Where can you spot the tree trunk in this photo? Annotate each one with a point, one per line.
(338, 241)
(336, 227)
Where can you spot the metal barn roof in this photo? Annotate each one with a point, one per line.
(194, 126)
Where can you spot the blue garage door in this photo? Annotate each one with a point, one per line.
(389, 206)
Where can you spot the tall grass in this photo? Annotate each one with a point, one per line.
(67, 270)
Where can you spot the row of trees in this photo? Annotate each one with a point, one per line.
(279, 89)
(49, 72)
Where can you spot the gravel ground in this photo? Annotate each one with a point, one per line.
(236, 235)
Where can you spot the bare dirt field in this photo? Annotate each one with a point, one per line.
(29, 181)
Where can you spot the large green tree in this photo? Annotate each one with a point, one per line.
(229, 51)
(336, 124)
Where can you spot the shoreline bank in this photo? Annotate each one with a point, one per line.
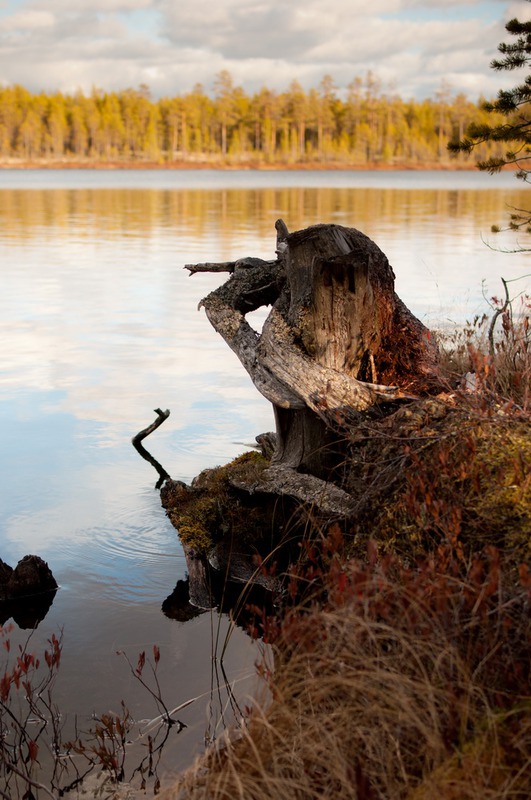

What is needed: Render each of the lines above as a JSON list of strings, one string per line, with blank lines and the pictures omitted.

Solution for this problem:
[
  "Where can you spot the tree trunk in this photo? Annotate each one with a point, one per line.",
  "(338, 241)",
  "(336, 227)",
  "Where can you spot the metal barn roof in this photo? Annotate each one with a point, one per line.",
  "(194, 126)",
  "Where can you spot the blue garage door in this photo? Annotate each one with a point, one per line.",
  "(389, 206)",
  "Where can you spot the tall grass in this photo? Annotate each one with a point, one per line.",
  "(67, 270)",
  "Where can you spot the row of trees in this photo? Annotate each one with a point, one per line.",
  "(279, 89)",
  "(49, 72)",
  "Where can you spot the gravel ground in this photo? Annotate each one with a point, one per line.",
  "(236, 235)",
  "Where can you spot the bare dirt field in this photo? Annotate each one with a point, one per line.",
  "(29, 181)",
  "Where can you spot the large green tree in this photo? Annotate each one with a point, one per line.",
  "(229, 51)",
  "(336, 124)",
  "Where can you spot the shoreline bank in this photo? Annotate each one with a point, one per line."
]